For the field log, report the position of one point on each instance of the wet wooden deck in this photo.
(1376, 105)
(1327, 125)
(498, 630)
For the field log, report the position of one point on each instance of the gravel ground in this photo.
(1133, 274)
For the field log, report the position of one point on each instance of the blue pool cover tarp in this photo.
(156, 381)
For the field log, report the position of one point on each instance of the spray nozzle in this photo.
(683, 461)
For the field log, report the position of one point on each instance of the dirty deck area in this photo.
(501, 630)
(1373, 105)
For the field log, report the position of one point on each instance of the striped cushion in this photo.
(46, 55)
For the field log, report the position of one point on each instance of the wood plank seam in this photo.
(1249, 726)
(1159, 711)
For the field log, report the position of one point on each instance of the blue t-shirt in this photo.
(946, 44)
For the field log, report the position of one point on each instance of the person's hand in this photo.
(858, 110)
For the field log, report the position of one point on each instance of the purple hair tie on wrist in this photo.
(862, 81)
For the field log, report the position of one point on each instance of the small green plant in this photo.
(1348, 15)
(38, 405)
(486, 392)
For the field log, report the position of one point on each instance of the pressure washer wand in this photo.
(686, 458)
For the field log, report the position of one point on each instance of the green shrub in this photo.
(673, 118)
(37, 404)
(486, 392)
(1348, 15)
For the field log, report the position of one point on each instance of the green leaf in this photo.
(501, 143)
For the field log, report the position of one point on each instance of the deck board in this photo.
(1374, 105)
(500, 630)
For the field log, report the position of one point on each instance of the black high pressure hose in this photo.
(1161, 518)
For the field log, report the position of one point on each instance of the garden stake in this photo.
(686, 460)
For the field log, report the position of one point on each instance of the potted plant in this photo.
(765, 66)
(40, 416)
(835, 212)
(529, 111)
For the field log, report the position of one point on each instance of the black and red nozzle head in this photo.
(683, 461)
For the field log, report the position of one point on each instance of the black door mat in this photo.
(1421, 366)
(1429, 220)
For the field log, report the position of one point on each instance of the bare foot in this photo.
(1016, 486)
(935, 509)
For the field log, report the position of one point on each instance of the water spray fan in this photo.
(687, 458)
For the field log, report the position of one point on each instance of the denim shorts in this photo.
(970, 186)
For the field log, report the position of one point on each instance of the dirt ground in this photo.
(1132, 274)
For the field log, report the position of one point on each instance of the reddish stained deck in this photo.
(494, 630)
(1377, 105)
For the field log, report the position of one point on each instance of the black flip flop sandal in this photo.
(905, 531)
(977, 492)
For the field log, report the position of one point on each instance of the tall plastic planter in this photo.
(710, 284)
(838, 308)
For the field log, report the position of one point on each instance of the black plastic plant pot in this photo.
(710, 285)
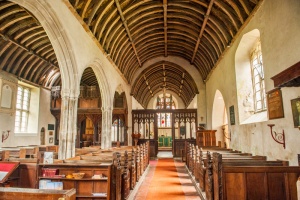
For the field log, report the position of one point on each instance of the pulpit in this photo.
(206, 138)
(136, 138)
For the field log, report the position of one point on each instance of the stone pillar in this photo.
(68, 128)
(106, 127)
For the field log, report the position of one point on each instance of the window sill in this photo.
(257, 117)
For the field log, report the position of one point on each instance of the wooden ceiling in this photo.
(25, 49)
(131, 32)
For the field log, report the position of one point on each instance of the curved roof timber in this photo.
(132, 32)
(162, 76)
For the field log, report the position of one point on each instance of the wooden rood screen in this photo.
(167, 126)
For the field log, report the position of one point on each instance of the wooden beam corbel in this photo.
(206, 16)
(127, 30)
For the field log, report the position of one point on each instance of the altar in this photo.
(165, 141)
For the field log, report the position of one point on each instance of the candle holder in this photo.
(229, 136)
(5, 135)
(278, 137)
(136, 138)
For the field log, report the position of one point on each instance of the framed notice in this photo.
(295, 103)
(232, 116)
(275, 106)
(6, 169)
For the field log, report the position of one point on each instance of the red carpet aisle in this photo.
(163, 181)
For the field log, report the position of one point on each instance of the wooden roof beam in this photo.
(165, 5)
(28, 50)
(202, 29)
(127, 30)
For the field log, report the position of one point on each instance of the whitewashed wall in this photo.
(278, 23)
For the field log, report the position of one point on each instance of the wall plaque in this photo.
(295, 103)
(275, 106)
(232, 116)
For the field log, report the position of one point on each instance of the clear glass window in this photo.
(22, 109)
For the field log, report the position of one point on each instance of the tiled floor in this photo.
(187, 185)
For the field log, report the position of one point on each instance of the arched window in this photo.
(164, 102)
(250, 84)
(22, 109)
(258, 78)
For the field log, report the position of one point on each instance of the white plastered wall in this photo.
(278, 24)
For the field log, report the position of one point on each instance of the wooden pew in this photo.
(29, 194)
(216, 179)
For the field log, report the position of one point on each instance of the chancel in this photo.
(126, 99)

AIM: Without the pictures, restate each entry exactly.

ANSWER:
For the field log, report the position of one point on each instance of the wet wooden deck in this photo.
(1376, 105)
(1327, 125)
(498, 630)
For the field log, report the position of one point on each instance of the gravel ground in this photo.
(1133, 274)
For the field log, report the position of one point on each instance of the blue pool cover tarp in this photo.
(156, 381)
For the field log, report the position of one point on each instance of the spray nozzle in this photo.
(683, 461)
For the field log, report the position of one point on each instance of the dirty deck area in this photo.
(501, 630)
(1373, 105)
For the field log, report the position of one point on each instance of the striped cushion in this photo.
(46, 55)
For the field log, report the position of one point on each instance of the wood plank seam in this photo.
(1249, 726)
(1159, 711)
For the field log, report the position of one point on each instance of the blue t-shirt in this photo.
(946, 44)
For the field log, report the position of one point on each instance of the person's hand in this photo.
(858, 110)
For the field log, report the position of one point on each instance of the purple hair tie on wrist in this photo.
(862, 81)
For the field log, report the position of one point on each instance of the small green plant in this photo.
(1348, 15)
(38, 405)
(486, 392)
For the field log, report the position of one point on each instance of the pressure washer wand in this photo.
(686, 458)
For the field log, report the position of one point on each instance of the green shrub in this photo.
(673, 118)
(37, 404)
(486, 392)
(1348, 15)
For the field log, report the position of one point on each instance of the green leaf in this photo.
(501, 143)
For the field log, report the position of one point on each instance of the deck board in this photo.
(1374, 105)
(500, 630)
For the field log, report the position of one point on each instance of the black high pressure hose in this photo.
(1161, 518)
For the field log, report the position of one point on each instance of the garden stake in this photo.
(686, 460)
For the field log, report the position of one point on each instance of the potted plant in this photo.
(765, 66)
(40, 416)
(835, 212)
(529, 111)
For the field log, report the position of one point on each instance of the black and red nozzle head in this photo.
(683, 461)
For the field log, report the position of one point on each instance of the black door mat in this photo.
(1421, 366)
(1429, 220)
For the field log, report the position of one point on each instance of the bare foot in this photo.
(1016, 486)
(935, 509)
For the field log, report the position of one point on each instance of the water spray fan in this photo.
(687, 458)
For the field log, report the position of one point on each instance of the denim shorts in this photo.
(970, 186)
For the field log, report the position of one point on each instance of the dirt ground in this photo.
(1132, 274)
For the field log, report the position of one point on each instance of the reddish stained deck in this photo.
(494, 630)
(1377, 105)
For the field log, report the position of one point on each instance of the black flip flop sandal in this photo.
(905, 531)
(977, 492)
For the field log, report the position of one point on each instance of the tall plastic planter in this photo.
(710, 284)
(838, 308)
For the field log, report the position of one point on each instance of the black plastic plant pot in this photo.
(710, 285)
For the field log, report the position of one point on each instance of the pulpit in this photo.
(206, 138)
(136, 138)
For the field log, report the position of one point on each instance of the stone pillar in this photo.
(68, 128)
(106, 127)
For the field log, report the position of one point on each instance of the window sill in this photo.
(257, 117)
For the field log, report the position of one point on each instance of the wooden ceiling in this photo.
(25, 49)
(131, 32)
For the field log, report the position of one point on each instance of the curved roof timber in this photo.
(132, 32)
(162, 76)
For the field log, report the position of one point on each instance of the wooden rood screen in this photo.
(167, 126)
For the field log, report the position of one point on each instance of the wooden beam corbel in this photo.
(206, 16)
(127, 30)
For the field log, report the position of one point on each instance of the altar in this photo.
(165, 141)
For the field log, report the position of one point on each instance of the candle holder in this photo.
(229, 136)
(5, 135)
(278, 137)
(136, 138)
For the field log, report the position of one point on each instance of the framed notice in this photo.
(295, 103)
(232, 116)
(275, 106)
(6, 169)
For the field log, report the position of one point on each instance of the red carpet aisle in this photo.
(163, 181)
For the field log, report the position of one point on each instance of the wooden roof beam in this photo.
(165, 5)
(28, 50)
(202, 29)
(127, 30)
For the field log, report the position of one point on each instance of the whitewashed wall in this photo.
(278, 23)
For the field log, report the position of one point on each instance of the wall plaque in this photo.
(295, 103)
(275, 106)
(232, 116)
For the field log, report the position of one point on each instance of the clear glass window in this photo.
(22, 109)
For the field log, report the position of one point on each instance of the tiled floor in this photo.
(187, 185)
For the field log, report the position of one point on each instance of the arched window in this photo.
(164, 102)
(250, 84)
(22, 109)
(258, 78)
For the field log, report the position of one point on each instance of the white plastered wall in this photo.
(278, 24)
For the field log, report the position of one point on each instance of the wooden pew in this photo.
(29, 194)
(216, 179)
For the field log, report the position of one point on each instance of the chancel in this photo.
(126, 99)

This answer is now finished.